Anne Beeker from the Netherlands asks:
What exactly is the difference between to hire and to rent? I know American English uses to rent whereas British English uses to hire, but I thought there might also be a difference between what you can hire and what you can rent. 'Hire a help' but surely not 'rent a help'?? 'Rent a car', but not 'hire a car'?

Erica from Hong Kong asks:
I want to know the difference between ‘rise’ and ‘raise’.

Sanjay Mishra from India writes:
When I return from my place of work on a automotive two-wheeler (like a scooter or a motorbike), do I drive back or ride back?

Roger replies:more questions

hire or rent?

■ **Data provided**

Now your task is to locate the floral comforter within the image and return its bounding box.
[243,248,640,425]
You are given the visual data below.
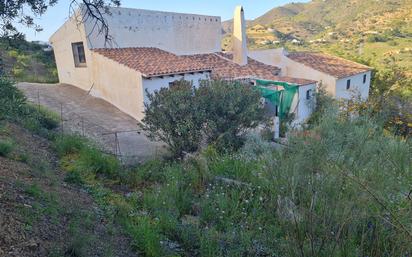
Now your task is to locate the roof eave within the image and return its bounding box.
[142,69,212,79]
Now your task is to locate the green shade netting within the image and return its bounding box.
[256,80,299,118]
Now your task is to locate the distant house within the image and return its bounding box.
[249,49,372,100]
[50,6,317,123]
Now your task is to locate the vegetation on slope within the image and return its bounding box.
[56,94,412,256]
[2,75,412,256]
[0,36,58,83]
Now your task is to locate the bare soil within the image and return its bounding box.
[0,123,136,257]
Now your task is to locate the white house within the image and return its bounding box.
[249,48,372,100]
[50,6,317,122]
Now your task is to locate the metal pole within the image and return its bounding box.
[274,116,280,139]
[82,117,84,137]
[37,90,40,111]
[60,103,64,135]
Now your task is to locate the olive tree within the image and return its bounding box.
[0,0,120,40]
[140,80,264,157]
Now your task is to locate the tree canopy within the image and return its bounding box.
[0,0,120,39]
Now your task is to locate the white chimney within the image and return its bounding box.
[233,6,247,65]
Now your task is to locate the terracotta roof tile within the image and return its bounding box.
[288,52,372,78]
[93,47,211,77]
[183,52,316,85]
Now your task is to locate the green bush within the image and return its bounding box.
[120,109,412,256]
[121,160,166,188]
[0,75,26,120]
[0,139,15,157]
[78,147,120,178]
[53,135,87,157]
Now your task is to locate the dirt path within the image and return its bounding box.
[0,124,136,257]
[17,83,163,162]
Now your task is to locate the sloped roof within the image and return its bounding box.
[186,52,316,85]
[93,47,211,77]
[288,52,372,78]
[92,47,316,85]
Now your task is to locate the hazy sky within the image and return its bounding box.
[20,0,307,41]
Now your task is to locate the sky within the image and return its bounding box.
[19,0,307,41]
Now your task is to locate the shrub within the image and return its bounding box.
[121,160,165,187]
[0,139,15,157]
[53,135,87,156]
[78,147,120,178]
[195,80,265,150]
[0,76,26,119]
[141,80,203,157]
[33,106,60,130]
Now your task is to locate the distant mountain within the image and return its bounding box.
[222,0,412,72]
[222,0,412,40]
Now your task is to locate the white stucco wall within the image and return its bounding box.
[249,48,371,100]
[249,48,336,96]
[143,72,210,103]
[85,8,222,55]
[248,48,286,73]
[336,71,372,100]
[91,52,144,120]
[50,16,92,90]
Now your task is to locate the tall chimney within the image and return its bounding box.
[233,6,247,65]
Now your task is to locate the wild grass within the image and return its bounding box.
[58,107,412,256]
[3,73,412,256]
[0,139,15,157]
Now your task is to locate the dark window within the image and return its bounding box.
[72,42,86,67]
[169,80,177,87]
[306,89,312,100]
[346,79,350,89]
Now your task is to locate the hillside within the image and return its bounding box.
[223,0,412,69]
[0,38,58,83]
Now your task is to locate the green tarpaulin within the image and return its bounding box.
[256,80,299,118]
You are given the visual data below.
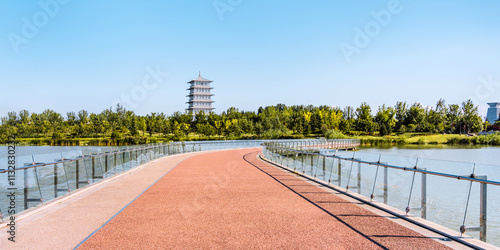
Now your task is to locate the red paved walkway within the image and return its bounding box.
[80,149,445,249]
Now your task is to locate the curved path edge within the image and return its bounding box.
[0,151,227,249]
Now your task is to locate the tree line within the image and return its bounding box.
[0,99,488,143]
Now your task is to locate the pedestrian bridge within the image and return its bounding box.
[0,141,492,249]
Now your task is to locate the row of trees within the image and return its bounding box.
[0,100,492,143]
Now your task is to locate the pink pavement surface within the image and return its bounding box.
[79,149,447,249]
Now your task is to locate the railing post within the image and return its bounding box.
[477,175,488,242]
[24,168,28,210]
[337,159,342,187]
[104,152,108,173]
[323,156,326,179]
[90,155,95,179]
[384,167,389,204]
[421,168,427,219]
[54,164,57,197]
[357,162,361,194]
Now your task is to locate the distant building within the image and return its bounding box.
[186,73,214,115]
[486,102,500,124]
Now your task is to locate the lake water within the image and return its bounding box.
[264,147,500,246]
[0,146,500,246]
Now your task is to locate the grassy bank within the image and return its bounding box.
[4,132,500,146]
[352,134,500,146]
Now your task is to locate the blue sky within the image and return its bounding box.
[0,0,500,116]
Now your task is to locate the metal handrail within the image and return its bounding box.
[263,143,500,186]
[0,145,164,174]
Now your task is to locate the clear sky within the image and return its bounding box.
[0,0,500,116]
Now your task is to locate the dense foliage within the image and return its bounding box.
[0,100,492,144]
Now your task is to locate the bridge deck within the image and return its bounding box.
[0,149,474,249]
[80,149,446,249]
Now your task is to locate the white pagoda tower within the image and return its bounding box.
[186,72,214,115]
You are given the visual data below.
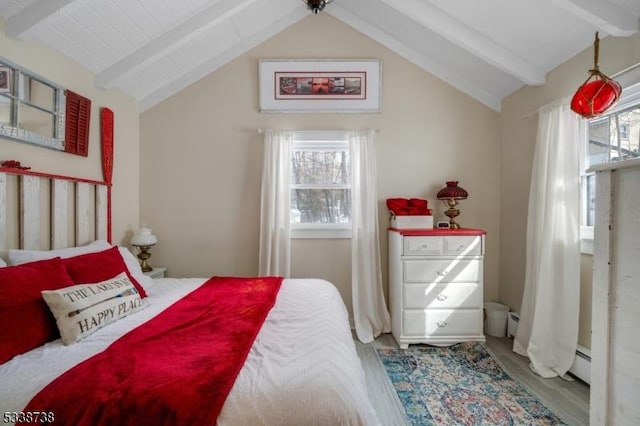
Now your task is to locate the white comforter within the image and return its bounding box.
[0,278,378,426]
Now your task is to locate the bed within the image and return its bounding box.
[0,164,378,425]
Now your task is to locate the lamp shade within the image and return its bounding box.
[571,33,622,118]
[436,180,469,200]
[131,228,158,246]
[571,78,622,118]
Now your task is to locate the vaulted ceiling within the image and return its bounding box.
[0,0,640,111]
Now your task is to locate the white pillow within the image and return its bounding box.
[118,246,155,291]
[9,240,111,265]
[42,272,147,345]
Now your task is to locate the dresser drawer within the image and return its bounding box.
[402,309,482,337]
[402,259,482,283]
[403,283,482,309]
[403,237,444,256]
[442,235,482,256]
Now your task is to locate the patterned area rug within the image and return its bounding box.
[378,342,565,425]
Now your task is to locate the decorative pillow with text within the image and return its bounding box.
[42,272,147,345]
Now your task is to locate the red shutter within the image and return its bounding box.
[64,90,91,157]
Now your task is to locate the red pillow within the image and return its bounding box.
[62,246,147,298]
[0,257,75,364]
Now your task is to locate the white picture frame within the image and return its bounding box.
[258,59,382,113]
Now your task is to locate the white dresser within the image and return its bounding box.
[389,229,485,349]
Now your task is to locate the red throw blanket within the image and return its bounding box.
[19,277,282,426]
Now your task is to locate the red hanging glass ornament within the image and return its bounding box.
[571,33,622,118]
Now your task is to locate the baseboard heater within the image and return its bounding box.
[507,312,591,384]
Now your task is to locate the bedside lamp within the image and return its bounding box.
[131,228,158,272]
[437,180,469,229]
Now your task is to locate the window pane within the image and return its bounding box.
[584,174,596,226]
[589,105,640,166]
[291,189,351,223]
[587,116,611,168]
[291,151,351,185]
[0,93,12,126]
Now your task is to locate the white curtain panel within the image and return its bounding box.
==
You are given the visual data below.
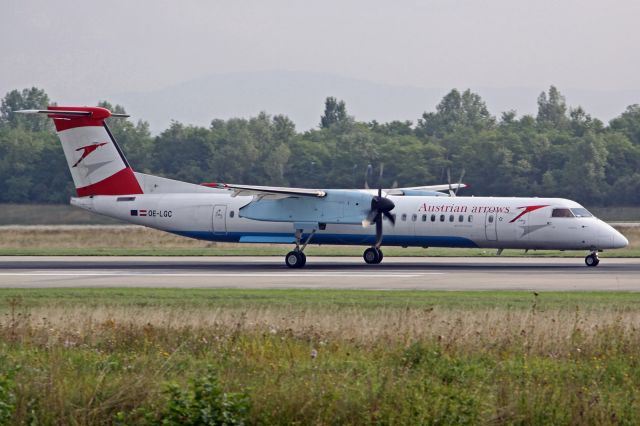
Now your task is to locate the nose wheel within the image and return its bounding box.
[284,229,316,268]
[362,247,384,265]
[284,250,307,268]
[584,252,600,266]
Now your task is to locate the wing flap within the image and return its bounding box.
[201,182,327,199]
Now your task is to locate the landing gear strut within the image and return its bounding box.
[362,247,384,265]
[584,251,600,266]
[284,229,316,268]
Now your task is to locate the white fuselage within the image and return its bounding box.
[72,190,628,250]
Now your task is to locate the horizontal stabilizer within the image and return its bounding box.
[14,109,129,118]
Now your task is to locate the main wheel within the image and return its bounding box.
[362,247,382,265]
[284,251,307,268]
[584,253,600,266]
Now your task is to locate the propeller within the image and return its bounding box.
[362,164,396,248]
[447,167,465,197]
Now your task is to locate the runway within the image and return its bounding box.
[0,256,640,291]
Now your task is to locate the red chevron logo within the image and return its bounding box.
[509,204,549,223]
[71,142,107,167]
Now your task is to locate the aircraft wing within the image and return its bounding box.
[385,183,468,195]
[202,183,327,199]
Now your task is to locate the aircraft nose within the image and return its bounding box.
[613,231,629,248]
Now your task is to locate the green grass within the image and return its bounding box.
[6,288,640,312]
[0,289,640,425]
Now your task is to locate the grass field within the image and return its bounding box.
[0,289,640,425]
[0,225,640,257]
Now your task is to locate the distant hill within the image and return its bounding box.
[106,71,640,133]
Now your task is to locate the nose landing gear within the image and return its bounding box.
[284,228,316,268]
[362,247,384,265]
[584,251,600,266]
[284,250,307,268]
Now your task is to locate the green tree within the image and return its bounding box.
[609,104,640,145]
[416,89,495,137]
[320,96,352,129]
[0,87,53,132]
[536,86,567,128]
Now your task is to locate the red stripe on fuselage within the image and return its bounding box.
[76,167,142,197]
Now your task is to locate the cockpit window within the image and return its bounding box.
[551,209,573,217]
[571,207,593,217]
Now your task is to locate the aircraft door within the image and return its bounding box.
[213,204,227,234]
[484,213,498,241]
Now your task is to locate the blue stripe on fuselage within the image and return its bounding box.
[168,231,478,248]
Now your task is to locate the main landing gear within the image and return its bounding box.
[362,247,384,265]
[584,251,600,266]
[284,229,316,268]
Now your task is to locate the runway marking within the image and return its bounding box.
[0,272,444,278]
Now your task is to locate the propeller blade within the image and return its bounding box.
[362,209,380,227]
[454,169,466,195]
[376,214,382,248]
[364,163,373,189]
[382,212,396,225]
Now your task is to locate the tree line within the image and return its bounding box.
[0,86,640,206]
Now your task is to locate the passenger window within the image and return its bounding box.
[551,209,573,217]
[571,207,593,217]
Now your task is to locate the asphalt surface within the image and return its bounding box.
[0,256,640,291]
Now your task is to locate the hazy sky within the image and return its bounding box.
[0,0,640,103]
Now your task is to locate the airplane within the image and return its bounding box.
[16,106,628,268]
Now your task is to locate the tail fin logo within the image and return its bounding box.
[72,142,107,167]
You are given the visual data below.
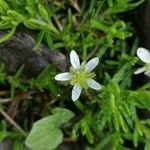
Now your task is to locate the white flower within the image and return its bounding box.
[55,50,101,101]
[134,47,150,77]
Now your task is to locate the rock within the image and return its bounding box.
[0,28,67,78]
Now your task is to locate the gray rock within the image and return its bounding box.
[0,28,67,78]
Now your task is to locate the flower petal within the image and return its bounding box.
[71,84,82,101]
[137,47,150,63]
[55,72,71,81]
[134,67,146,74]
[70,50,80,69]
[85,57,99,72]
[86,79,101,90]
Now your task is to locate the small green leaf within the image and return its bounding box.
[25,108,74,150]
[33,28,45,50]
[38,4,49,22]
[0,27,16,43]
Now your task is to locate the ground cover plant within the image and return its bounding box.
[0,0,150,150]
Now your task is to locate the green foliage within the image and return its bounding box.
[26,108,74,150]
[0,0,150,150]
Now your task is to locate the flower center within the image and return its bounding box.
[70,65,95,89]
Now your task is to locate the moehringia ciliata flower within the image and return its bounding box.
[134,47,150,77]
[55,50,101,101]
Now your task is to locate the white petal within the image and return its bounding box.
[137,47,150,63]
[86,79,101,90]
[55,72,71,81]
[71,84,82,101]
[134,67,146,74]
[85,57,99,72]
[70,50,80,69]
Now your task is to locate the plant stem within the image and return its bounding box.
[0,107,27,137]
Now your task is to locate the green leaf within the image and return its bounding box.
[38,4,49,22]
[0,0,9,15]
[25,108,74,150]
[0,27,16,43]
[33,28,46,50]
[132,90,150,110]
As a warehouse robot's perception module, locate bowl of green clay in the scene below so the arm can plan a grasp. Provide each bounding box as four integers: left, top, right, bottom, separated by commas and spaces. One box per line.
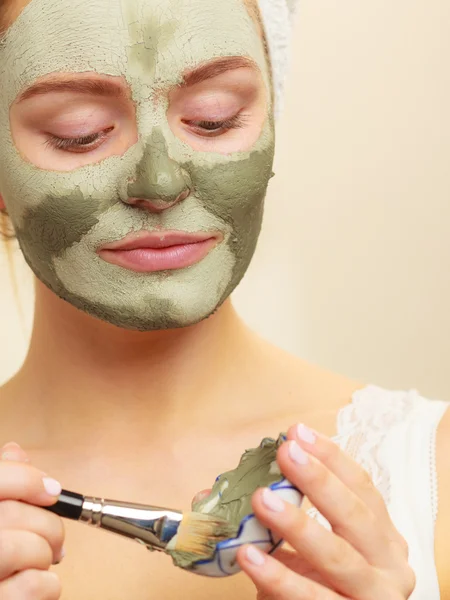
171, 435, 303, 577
--
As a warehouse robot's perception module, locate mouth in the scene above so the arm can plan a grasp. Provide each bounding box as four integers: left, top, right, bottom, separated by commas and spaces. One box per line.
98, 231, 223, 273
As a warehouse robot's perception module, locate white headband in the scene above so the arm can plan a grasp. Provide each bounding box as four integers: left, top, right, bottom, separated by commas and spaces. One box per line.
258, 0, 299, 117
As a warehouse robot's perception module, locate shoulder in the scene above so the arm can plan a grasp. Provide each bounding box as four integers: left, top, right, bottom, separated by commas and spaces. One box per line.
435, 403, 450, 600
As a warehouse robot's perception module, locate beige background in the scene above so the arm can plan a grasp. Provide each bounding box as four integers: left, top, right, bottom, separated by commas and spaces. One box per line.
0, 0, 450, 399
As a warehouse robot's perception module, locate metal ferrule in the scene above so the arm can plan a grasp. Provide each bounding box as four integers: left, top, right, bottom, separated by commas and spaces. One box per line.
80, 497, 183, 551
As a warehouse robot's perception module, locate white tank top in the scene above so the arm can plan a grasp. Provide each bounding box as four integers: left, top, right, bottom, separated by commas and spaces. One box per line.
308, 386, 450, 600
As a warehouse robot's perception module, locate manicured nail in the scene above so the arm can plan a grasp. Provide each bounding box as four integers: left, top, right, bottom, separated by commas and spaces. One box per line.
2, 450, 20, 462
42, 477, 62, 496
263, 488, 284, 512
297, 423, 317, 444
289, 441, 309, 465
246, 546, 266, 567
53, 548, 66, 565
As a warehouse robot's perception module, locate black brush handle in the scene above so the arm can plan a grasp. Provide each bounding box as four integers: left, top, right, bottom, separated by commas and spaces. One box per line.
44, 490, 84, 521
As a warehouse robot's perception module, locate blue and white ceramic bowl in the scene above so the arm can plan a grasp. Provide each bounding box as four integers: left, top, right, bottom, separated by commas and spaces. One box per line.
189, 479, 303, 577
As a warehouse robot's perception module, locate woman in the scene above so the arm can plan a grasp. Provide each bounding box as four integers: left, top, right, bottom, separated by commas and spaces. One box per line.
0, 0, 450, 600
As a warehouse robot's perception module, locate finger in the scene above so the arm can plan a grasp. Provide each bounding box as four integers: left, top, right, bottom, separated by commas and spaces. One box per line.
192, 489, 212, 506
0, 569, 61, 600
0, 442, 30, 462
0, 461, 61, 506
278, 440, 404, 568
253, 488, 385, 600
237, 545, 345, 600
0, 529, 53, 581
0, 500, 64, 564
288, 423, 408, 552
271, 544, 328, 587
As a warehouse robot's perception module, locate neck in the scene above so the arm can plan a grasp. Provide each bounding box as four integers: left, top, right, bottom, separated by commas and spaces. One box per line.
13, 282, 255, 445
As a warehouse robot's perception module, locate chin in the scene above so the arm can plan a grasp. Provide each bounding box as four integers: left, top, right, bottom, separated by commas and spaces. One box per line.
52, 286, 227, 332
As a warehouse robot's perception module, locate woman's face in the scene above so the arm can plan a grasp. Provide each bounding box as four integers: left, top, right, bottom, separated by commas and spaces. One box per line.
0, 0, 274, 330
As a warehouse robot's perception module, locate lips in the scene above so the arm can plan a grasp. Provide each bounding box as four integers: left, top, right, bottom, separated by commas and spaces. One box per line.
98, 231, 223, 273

■ **Challenge A**
In the English usage questions, which verb does Anne Beeker say British English uses in place of "to rent"?
■ **Challenge B**
Reproduce the English usage questions from "Anne Beeker from" to "hire or rent?".

■ **Expected answer A**
To hire.

■ **Expected answer B**
Anne Beeker from the Netherlands asks:
What exactly is the difference between to hire and to rent? I know American English uses to rent whereas British English uses to hire, but I thought there might also be a difference between what you can hire and what you can rent. 'Hire a help' but surely not 'rent a help'?? 'Rent a car', but not 'hire a car'?

Erica from Hong Kong asks:
I want to know the difference between ‘rise’ and ‘raise’.

Sanjay Mishra from India writes:
When I return from my place of work on a automotive two-wheeler (like a scooter or a motorbike), do I drive back or ride back?

Roger replies:more questions

hire or rent?